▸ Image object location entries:
— START —

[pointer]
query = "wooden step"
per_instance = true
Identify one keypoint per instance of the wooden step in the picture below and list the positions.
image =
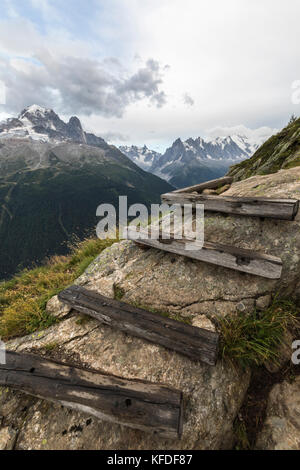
(134, 403)
(213, 184)
(246, 261)
(285, 209)
(196, 343)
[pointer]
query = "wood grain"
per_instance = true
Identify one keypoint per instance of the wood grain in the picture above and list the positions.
(247, 261)
(213, 184)
(196, 343)
(285, 209)
(134, 403)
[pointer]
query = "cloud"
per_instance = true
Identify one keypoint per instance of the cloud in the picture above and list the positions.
(78, 85)
(188, 100)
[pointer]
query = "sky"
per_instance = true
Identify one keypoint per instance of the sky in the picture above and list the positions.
(150, 71)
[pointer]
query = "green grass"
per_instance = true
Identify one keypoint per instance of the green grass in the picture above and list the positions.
(23, 299)
(252, 340)
(279, 151)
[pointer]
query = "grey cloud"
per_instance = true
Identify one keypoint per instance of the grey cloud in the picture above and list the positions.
(81, 86)
(188, 100)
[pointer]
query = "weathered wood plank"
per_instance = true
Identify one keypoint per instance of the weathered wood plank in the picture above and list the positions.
(247, 261)
(196, 343)
(285, 209)
(134, 403)
(207, 185)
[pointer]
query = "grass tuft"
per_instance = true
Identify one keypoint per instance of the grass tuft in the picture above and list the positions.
(253, 340)
(23, 299)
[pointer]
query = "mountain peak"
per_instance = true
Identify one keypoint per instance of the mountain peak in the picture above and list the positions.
(42, 124)
(34, 109)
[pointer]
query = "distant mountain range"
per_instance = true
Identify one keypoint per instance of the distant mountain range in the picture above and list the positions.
(195, 160)
(53, 176)
(281, 151)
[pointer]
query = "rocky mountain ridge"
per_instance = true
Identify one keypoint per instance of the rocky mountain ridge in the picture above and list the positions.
(195, 160)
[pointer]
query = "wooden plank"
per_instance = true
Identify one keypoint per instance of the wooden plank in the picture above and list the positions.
(196, 343)
(213, 184)
(134, 403)
(285, 209)
(246, 261)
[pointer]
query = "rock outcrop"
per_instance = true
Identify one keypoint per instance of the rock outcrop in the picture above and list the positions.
(281, 151)
(188, 290)
(281, 430)
(212, 395)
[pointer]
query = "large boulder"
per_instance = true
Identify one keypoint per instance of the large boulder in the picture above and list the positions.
(281, 429)
(180, 285)
(212, 395)
(187, 290)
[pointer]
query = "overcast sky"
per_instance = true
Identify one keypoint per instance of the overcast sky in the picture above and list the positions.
(149, 71)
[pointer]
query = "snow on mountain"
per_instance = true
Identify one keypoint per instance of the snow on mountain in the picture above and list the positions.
(141, 156)
(41, 124)
(194, 160)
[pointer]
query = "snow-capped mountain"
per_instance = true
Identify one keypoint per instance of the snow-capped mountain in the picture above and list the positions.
(44, 125)
(141, 156)
(195, 160)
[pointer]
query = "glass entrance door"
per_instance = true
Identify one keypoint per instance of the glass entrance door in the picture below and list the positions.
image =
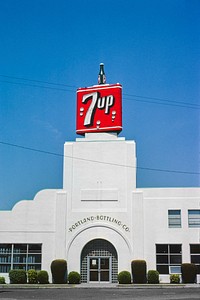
(99, 269)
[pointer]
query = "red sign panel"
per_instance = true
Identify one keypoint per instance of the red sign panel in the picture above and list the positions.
(99, 108)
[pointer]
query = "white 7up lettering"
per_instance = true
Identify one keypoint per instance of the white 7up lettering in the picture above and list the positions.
(97, 102)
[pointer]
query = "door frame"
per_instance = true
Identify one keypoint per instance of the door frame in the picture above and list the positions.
(99, 269)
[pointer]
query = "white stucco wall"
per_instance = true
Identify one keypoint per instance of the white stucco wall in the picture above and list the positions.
(99, 200)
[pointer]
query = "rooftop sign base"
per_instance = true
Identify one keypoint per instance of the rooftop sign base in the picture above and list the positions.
(99, 109)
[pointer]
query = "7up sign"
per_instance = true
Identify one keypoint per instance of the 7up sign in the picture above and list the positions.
(99, 108)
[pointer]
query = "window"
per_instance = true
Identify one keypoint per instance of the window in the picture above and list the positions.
(174, 218)
(195, 255)
(168, 258)
(20, 256)
(194, 218)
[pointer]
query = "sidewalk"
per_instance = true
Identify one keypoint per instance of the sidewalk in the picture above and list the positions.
(97, 285)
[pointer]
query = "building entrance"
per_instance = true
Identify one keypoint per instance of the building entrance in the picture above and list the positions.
(99, 262)
(99, 269)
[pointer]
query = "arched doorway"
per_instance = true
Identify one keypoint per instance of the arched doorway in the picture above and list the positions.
(99, 262)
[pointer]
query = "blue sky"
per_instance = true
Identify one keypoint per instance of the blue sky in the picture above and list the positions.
(51, 47)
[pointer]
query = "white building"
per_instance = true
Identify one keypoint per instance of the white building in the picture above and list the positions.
(100, 221)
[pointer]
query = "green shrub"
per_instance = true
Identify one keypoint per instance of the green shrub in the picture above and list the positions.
(18, 276)
(43, 277)
(189, 273)
(59, 271)
(174, 278)
(124, 277)
(74, 277)
(153, 277)
(2, 280)
(139, 271)
(32, 276)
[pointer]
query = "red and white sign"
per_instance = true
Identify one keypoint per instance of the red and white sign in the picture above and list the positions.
(99, 108)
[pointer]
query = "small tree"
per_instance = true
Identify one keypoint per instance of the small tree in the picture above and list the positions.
(18, 276)
(32, 276)
(124, 277)
(43, 277)
(59, 271)
(153, 277)
(189, 273)
(175, 278)
(2, 280)
(139, 271)
(74, 277)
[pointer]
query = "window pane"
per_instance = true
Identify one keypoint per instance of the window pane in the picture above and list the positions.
(20, 248)
(194, 218)
(162, 248)
(195, 248)
(175, 259)
(162, 259)
(163, 269)
(5, 248)
(175, 248)
(195, 259)
(34, 248)
(175, 269)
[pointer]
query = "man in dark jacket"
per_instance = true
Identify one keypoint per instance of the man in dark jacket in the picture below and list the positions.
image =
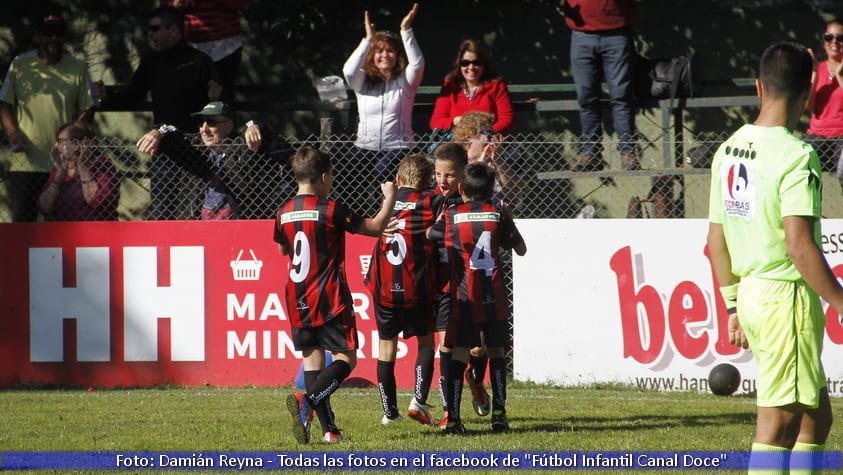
(222, 177)
(180, 80)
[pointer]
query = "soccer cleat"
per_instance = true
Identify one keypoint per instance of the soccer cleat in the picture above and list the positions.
(500, 423)
(386, 420)
(302, 414)
(331, 437)
(421, 413)
(454, 428)
(444, 422)
(479, 397)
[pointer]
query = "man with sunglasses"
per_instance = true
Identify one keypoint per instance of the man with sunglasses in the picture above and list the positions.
(42, 90)
(180, 80)
(825, 129)
(223, 177)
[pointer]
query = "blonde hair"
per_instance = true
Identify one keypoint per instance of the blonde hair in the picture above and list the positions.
(416, 171)
(473, 124)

— END —

▸ Task details:
Quote the data exactly, leaving every image out of the copy.

▸ Result for this exercise:
[pointer]
query = "wooden step"
per_instance = true
Identify one keypoint per instance of the wooden step in the picture below and list the positions.
image =
(134, 403)
(213, 184)
(246, 261)
(285, 209)
(196, 343)
[pointer]
query = "wood grain"
per_instance = true
Identify one keypoint per instance of the wood grain in the picture above and list the positions.
(247, 261)
(213, 184)
(196, 343)
(285, 209)
(134, 403)
[pointer]
query = "cloud"
per_instance = true
Identify one keypoint per instance of the cloud in the picture above and list the positions.
(78, 85)
(188, 100)
[pointer]
query = "sky"
per_instance = true
Identify one keypoint per instance of the sky in the picture above and list the positions.
(150, 71)
[pointer]
query = "green grass"
per_instance = true
Identify one keypoint per instance of the green grass in the picture above and list the positions.
(23, 299)
(252, 340)
(279, 151)
[pointer]
query = "grey cloud"
per_instance = true
Identify one keypoint per instance of the grey cloud in the picture above and list the positions.
(81, 86)
(188, 100)
[pointer]
query = "weathered wood plank"
per_instance = true
Identify one keypoint per instance of the weathered wood plank in the picture above and list the positions.
(247, 261)
(196, 343)
(285, 209)
(134, 403)
(207, 185)
[pointer]
query = "grass tuft"
per_instance = true
Identify one keypoint per instance of the grass tuft in the picture above and list the positions.
(253, 340)
(23, 299)
[pointer]
query = "mountain peak"
per_instance = true
Identify one keypoint per instance of the mountain peak in the picture above and list the positions.
(42, 124)
(34, 109)
[pointer]
query = "distant mountain range"
per_instance = true
Identify one keypoint per instance of the distant mountain range in the picture above and list the positions.
(195, 160)
(53, 176)
(281, 151)
[pointer]
query = "rocky mountain ridge"
per_instance = true
Identify one keypoint per instance of the rocky mountain ridge in the picture above and list the positions.
(195, 160)
[pointer]
query = "wooden plank"
per_instance = true
Identify one keypoint per instance of the wooden plank in the picture above and list the positions.
(196, 343)
(213, 184)
(134, 403)
(285, 209)
(246, 261)
[pointer]
query = "rock outcrop"
per_instance = true
Identify one keypoint per instance of the rock outcrop in the picture above and list the positions.
(281, 151)
(188, 290)
(281, 430)
(212, 395)
[pointer]
query = "large boulder"
per_instance = true
Identify one keypoint per instance of the large boulder in the picture above and list the positions.
(281, 429)
(180, 285)
(212, 395)
(187, 290)
[pointer]
query = "overcast sky"
per_instance = true
Identify one keypoint per instance of the overcast sky in the picture above and list the positions.
(149, 71)
[pointer]
query = "snow on mountain"
per_instance = true
Identify one keypoint per instance of the snow on mountain in the picture above and list the positions.
(141, 156)
(41, 124)
(194, 160)
[pointer]
query = "snow-capped mountain"
per_instance = true
Identify one keypoint per instance of the snow-capped mountain in the picture above and list the positions.
(44, 125)
(141, 156)
(195, 160)
[pointer]
query = "glass entrance door"
per_instance = true
Identify one keypoint per instance of the glass entrance door in the picture below and list the positions.
image =
(99, 269)
[pointer]
query = "red sign panel"
per_instance = true
Identify one keypoint per instance of the red sign panel in the picture above and list the positions.
(99, 108)
[pointer]
query = "white 7up lettering"
per_instance = true
Identify one keypoint per instance of the white 7up lettering in the picture above and list the positions.
(97, 102)
[pointer]
query = "door frame"
per_instance = true
Identify one keypoint per instance of the door frame in the picture above and list the positions.
(99, 269)
[pointer]
query = "white stucco wall"
per_instance = true
Identify one keypoint per instance of the white stucco wall in the picture above and list the positions.
(99, 200)
[pointer]
query = "rooftop sign base"
per_instance = true
Identify one keypoint per instance of the rooftop sign base in the picture above and list the positions.
(99, 109)
[pointer]
query = "7up sign"
per_instance = true
Identify one keypoint per instance of the 7up sign in the picture above and list the positions.
(99, 108)
[pointer]
query = "window"
per_instance = true
Identify one keypoint per instance of the window in the picture above and list the positions.
(174, 218)
(195, 255)
(168, 258)
(20, 256)
(194, 218)
[pointer]
query = "sidewalk"
per_instance = true
Identify one keypoint per instance of the sidewalk in the picture above and list the positions.
(97, 285)
[pointer]
query = "building entrance"
per_instance = true
Identify one keypoint per instance of the building entrance in the picture above and list the positions.
(99, 262)
(99, 269)
[pointer]
query = "arched doorway"
per_instance = true
Identify one keypoint per instance of the arched doorway in the picture above and list the positions.
(99, 262)
[pointer]
query = "blue sky"
per_instance = true
Identify one keypoint per instance of the blue sky in the picture above and list the positions.
(51, 47)
[pointer]
query = "white building"
per_instance = true
Identify one keypoint per instance of the white building in the picture above and list the positions.
(100, 221)
[pointer]
query = "green shrub"
per_instance = true
Identify one keypoint per instance of the green shrub in the picture above and list the positions.
(18, 276)
(43, 277)
(189, 273)
(59, 271)
(174, 278)
(124, 277)
(74, 277)
(153, 277)
(2, 280)
(139, 271)
(32, 276)
[pointer]
query = "red and white sign"
per_instance = true
Identify one keypoint per instance of the red and white sign in the picture above and list the positions.
(99, 108)
[pointer]
query = "small tree"
per_instance = true
Identify one keypoint per instance of the small tree in the picture above and list the positions.
(18, 276)
(32, 276)
(124, 277)
(43, 277)
(59, 271)
(153, 277)
(189, 273)
(175, 278)
(2, 280)
(139, 271)
(74, 277)
[pointer]
query = "window pane"
per_instance = true
Identify one keypoint per instance of the window pane in the picture above and list the positions.
(20, 248)
(194, 218)
(162, 248)
(195, 248)
(175, 259)
(162, 259)
(163, 269)
(5, 248)
(175, 248)
(195, 259)
(34, 248)
(175, 269)
[pointer]
query = "man in dark jacket"
per_instance = true
Identify one keypoint per instance of the man in dark jacket in the picture below and list the positions.
image =
(222, 177)
(180, 80)
[pointer]
query = "soccer cleat"
per_instance = true
Identify one keypoint per instance of the soccer cleat in the picture above and list the positions.
(500, 423)
(386, 420)
(302, 414)
(331, 437)
(421, 413)
(454, 428)
(444, 422)
(479, 397)
[pointer]
query = "man with sunglasses"
per_instance = true
Identify one keypoint per instance of the man with sunglasses in the picture above and list the positions.
(42, 90)
(180, 80)
(825, 129)
(223, 177)
[pointer]
query = "blonde hair"
per_instance = true
Identify one keypoint per instance of the blonde hair in the picture above and list the positions.
(416, 171)
(473, 124)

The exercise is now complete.